:: Quoted text ::
[issue43475] Worst-case behaviour of hash collision with float NaN

Cong Ma Thu, 11 Mar 2021 06:58:54 -0800


New submission from Cong Ma <m.c...@protonmail.ch>:


Summary: CPython hash all NaN values to 0. This guarantees worst-case behaviour 
for dict if numerous existing keys are NaN. I think by hashing NaN using the 
generic object (or "pointer") hash instead, the worst-case situation can be 
alleviated without changing the semantics of either dict or float. However, 
this also requires changes to how complex and Decimal objects hash, and 
moreover incompatible change to sys.hash_info. I would like to hear how Python 
developers think about this matter.

--------

Currently CPython uses the hard-coded macro constant 0 (_PyHASH_NAN, defined in 
Include/pyhash.h) for the hash value of all floating point NaNs. The value is 
part of the sys.hashinfo API and is re-used by complex and Decimal in computing 
its hash in accordance with Python builtin-type documentation. [0]

(The doc [0] specifically says that "[a]ll hashable nans have the same hash 
value.")

This is normally not a great concern, except for the worst case performance.

[Excerpts of pointing data]
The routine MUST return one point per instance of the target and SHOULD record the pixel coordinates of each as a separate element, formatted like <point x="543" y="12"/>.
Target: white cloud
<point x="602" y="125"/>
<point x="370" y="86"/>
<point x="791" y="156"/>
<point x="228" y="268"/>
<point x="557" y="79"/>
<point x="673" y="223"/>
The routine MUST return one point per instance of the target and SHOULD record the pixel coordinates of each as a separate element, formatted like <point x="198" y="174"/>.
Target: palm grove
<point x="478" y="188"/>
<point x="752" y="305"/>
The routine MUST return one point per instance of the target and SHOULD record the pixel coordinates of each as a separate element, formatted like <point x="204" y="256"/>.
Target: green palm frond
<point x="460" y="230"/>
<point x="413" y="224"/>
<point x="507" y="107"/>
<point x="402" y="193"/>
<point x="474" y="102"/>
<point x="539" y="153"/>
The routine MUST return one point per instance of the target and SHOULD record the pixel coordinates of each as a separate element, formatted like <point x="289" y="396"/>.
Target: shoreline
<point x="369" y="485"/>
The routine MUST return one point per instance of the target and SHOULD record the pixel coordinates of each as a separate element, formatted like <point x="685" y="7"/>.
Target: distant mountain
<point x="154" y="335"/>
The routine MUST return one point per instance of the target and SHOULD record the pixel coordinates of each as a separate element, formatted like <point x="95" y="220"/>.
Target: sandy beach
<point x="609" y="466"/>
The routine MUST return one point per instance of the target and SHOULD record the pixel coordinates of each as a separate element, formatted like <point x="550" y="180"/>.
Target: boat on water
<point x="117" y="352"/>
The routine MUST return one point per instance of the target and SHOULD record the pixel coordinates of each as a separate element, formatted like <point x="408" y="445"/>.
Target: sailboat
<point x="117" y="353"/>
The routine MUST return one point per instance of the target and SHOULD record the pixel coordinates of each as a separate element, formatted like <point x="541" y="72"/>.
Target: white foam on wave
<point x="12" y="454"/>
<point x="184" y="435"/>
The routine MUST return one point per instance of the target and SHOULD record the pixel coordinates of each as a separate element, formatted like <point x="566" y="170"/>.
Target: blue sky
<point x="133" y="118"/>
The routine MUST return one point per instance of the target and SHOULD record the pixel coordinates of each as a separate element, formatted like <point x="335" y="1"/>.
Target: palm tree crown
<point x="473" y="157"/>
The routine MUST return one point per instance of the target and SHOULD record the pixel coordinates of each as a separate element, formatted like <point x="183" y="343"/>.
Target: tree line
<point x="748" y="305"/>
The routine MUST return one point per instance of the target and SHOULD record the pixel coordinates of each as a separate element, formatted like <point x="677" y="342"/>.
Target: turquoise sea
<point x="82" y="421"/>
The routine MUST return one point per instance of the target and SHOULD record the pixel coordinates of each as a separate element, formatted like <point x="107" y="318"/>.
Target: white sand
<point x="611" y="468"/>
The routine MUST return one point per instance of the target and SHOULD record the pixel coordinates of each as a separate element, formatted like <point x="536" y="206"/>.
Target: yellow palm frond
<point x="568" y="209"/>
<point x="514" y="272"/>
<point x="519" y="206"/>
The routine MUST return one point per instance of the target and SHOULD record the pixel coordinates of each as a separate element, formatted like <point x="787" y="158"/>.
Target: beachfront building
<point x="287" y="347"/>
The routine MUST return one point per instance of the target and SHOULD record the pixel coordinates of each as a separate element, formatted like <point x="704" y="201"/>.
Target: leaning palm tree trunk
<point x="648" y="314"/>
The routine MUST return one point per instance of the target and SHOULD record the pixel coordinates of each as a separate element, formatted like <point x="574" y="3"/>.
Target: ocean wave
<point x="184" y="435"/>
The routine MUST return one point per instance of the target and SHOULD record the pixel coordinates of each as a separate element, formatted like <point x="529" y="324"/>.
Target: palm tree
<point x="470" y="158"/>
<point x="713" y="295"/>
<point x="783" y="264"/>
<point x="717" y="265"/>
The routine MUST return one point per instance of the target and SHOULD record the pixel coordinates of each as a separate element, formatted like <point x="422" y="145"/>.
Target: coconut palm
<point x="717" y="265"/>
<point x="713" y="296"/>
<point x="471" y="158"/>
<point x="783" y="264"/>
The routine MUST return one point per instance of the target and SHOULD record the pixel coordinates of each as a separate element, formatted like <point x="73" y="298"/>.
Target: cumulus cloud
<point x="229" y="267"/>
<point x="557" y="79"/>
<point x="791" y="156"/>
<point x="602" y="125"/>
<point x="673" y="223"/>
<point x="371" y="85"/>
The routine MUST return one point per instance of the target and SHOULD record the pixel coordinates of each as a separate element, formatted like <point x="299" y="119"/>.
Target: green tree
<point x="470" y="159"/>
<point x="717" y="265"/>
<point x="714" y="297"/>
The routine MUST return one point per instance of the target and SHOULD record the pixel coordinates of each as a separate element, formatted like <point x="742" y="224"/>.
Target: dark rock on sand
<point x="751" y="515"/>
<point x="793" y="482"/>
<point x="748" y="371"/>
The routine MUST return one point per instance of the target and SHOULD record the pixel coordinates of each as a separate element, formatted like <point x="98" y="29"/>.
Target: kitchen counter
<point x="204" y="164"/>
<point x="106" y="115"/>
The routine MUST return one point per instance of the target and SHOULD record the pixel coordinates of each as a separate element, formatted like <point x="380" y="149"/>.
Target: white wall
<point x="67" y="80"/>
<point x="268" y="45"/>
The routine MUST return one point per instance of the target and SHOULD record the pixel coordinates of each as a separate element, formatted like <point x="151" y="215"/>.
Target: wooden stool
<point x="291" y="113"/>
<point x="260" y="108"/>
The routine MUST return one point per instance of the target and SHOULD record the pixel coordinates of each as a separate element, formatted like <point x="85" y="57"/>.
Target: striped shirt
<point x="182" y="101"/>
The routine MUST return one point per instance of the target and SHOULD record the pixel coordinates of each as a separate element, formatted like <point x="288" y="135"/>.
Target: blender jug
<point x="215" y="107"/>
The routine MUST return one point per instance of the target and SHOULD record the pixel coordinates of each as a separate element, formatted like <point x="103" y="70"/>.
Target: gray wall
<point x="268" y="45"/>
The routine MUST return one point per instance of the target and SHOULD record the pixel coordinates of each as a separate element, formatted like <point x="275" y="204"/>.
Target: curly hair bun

:: Challenges ::
1: In the NaN hashing report, write out the stretch from "(The doc [0]" through "worst case performance." again, switching "concern" to "problem".
2: Translate this sentence from the NaN hashing report into French: "This is normally not a great concern, except for the worst case performance."
The rows are material separate from the NaN hashing report.

:: Full solutions ::
1:
(The doc [0] specifically says that "[a]ll hashable nans have the same hash 
value.")

This is normally not a great problem, except for the worst case performance.

2: Cela ne pose normalement pas un grand problème, sauf pour les performances dans le pire des cas.